• [To be done] Copy the following listing word for word, from its first line to its last.

• [Data for processing]

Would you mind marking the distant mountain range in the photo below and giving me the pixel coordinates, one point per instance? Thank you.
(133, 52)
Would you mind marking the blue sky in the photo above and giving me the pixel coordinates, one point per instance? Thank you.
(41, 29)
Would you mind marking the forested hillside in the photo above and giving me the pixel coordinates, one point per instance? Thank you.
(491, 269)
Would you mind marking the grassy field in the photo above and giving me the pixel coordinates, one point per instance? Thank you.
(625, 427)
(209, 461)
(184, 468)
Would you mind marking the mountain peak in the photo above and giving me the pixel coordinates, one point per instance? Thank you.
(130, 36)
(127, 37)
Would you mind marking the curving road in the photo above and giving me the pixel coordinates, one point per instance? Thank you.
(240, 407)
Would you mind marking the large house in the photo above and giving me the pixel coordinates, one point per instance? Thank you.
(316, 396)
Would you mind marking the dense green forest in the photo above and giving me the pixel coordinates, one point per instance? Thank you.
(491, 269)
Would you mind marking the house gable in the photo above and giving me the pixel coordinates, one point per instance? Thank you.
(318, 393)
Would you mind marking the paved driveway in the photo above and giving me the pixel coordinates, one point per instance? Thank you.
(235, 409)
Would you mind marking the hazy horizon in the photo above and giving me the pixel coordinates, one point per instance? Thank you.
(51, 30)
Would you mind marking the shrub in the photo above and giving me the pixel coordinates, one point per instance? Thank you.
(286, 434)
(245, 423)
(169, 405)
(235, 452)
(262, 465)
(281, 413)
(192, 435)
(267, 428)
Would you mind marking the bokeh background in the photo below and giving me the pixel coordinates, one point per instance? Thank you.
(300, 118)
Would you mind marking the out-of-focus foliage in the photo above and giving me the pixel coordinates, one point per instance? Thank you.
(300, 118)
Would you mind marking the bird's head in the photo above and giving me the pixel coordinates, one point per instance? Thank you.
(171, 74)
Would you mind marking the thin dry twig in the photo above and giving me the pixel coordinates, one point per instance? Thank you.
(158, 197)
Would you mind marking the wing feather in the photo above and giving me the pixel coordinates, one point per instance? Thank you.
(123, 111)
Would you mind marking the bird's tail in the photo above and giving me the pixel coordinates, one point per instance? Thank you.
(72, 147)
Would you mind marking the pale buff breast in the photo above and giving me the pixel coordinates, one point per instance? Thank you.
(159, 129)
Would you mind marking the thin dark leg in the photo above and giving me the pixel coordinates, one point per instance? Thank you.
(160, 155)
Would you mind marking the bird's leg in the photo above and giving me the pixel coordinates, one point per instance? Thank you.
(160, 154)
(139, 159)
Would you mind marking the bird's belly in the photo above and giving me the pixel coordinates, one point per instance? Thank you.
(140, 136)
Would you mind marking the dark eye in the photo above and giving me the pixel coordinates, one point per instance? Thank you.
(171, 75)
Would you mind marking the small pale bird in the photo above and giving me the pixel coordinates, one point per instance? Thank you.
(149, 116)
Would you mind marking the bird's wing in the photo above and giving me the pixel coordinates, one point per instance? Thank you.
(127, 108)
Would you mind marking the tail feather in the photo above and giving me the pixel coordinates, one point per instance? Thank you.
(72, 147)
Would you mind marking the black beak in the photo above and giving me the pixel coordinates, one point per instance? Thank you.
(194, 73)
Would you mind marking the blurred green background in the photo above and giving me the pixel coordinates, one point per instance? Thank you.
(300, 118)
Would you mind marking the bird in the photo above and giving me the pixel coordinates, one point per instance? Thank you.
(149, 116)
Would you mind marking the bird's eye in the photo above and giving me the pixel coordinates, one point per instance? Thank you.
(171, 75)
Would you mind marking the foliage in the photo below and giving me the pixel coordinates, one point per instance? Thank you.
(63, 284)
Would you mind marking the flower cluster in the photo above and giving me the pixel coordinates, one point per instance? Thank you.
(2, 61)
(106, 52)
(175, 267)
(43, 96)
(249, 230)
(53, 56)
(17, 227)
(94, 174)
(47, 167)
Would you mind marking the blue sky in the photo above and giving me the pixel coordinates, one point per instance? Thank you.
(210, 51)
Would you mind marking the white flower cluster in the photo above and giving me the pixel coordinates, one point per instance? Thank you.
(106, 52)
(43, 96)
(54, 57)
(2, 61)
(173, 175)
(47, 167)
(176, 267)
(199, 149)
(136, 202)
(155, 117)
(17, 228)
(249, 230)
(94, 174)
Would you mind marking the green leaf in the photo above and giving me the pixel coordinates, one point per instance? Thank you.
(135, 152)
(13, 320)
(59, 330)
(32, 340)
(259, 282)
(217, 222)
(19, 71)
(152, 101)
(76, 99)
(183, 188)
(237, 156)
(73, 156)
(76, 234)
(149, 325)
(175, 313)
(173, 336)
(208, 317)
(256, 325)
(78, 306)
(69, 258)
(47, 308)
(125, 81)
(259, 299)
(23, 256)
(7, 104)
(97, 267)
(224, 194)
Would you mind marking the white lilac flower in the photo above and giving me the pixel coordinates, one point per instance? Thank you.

• [Answer in full]
Would you mind marking the distant mountain range in the photo below and giving me the pixel coordinates, one point per instance? Thank you.
(133, 52)
Would you mind marking the blue sky in the photo above and giving me the pixel coordinates, one point per instance? Thank you.
(41, 29)
Would you mind marking the forested hillside in the photo above and giving me the pixel coordinates, one point per instance? Thank you.
(491, 269)
Would you mind marking the grassy field in the photo above and giving me the pixel coordinates, one point per instance? Thank you.
(625, 427)
(209, 461)
(184, 468)
Would you mind marking the mountain peak in the photo above and giving me the pixel coordinates, one point per instance? Thank you.
(130, 36)
(127, 37)
Would you mind marking the curving road in the photo above and giving me the pixel coordinates, one point per instance? Thank you.
(240, 407)
Would you mind marking the large house in the photo above and giving me the pixel coordinates, one point per instance? Thank you.
(316, 396)
Would you mind marking the dense green forest in the photo above and giving me the pixel coordinates, one point per instance? Thank you.
(491, 269)
Would you mind marking the house gable in the photo above and giving me the pixel coordinates, one point per instance? Thank you.
(318, 393)
Would you mind marking the paved driveway in the photo above and giving me the pixel coordinates, one point per instance? Thank you.
(235, 409)
Would you mind marking the hazy horizon in the photo above and giving me the pixel coordinates, one point per instance? Thank you.
(51, 30)
Would you mind marking the shrub in the photo above and giving me the pixel coordinates, one point per instance? Thank you.
(286, 434)
(245, 423)
(169, 405)
(235, 452)
(262, 465)
(281, 413)
(192, 435)
(267, 428)
Would you mind marking the bokeh background in the photo below and giving me the pixel coordinates, one point per instance? Thank you.
(300, 118)
Would you mind marking the out-of-focus foliage in the photo above and giving me the pixel coordinates, one point per instance? Thank you.
(300, 118)
Would you mind marking the bird's head in the photo above and giving me the pixel coordinates, one point per instance? Thank you.
(171, 74)
Would you mind marking the thin dry twig in the photo above and giving me the pixel coordinates, one point per instance? Thank you.
(158, 197)
Would you mind marking the wing feather in the photo above and giving me the pixel coordinates, one point per instance? Thank you.
(123, 111)
Would you mind marking the bird's tail in the photo above and giving me the pixel coordinates, one point per instance? Thank you.
(72, 147)
Would you mind marking the pale buff breast in the photo above and giving me the pixel coordinates, one point per instance? Thank you.
(159, 129)
Would you mind marking the thin dark leg in the photo above and giving me the pixel coordinates, one point per instance? Thank you.
(160, 155)
Would you mind marking the bird's leg in the photo above and giving me the pixel coordinates, one point per instance? Thank you.
(160, 154)
(139, 159)
Would you mind marking the bird's belly in the photo above and giving me the pixel coordinates, one point per instance? Thank you.
(140, 136)
Would you mind marking the dark eye in the photo above and giving me the pixel coordinates, one point per instance? Thank you.
(171, 75)
Would you mind marking the small pale bird in the photo above and giving me the pixel coordinates, one point per instance? Thank you.
(149, 116)
Would you mind marking the bird's wing in the photo above and giving me the pixel coordinates, one point per instance? Thank you.
(127, 108)
Would you mind marking the tail feather in the photo above and giving me the pixel coordinates, one point per instance? Thank you.
(72, 147)
Would you mind marking the black beak in the photo above and giving me the pixel coordinates, one point per instance? Thank you.
(194, 73)
Would you mind marking the blurred green background in the photo above and giving me the pixel coordinates, one point per instance? Thank you.
(300, 118)
Would you mind marking the bird in the photo above and giving me the pixel coordinates, one point per instance? Thank you.
(149, 116)
Would you mind marking the bird's eye in the photo above and giving me the pixel coordinates, one point per instance? Thank you.
(171, 75)
Would you mind marking the foliage in the photo below and giving me the pixel coordinates, one point per instance? Thank you.
(63, 284)
Would you mind marking the flower cluster in the photo above and giving me the pixel coordinates, one point per instance? Thank you.
(2, 61)
(106, 52)
(175, 267)
(43, 96)
(249, 230)
(53, 56)
(17, 227)
(94, 174)
(47, 167)
Would you mind marking the blue sky in the photo above and giving me the pixel coordinates, one point per instance? Thank you.
(210, 51)
Would you mind marking the white flower cluster in the photo above and giving me the pixel coordinates, one point per instance? Thank you.
(106, 52)
(43, 96)
(54, 57)
(2, 61)
(173, 175)
(47, 167)
(176, 267)
(199, 149)
(136, 202)
(155, 117)
(17, 228)
(249, 230)
(94, 174)
Would you mind marking the green leaf in the photo above and giving me the pixel coordinates, one point per instance? Thank you.
(135, 152)
(13, 320)
(59, 330)
(32, 340)
(259, 282)
(217, 222)
(19, 71)
(152, 101)
(76, 99)
(183, 188)
(237, 156)
(73, 156)
(76, 234)
(149, 325)
(175, 313)
(173, 336)
(208, 317)
(256, 325)
(78, 306)
(69, 258)
(47, 308)
(125, 81)
(259, 299)
(23, 256)
(7, 104)
(97, 267)
(224, 194)
Would you mind marking the white lilac flower in the photo above and giving me the pixel coordinates, one point per instance? Thank you.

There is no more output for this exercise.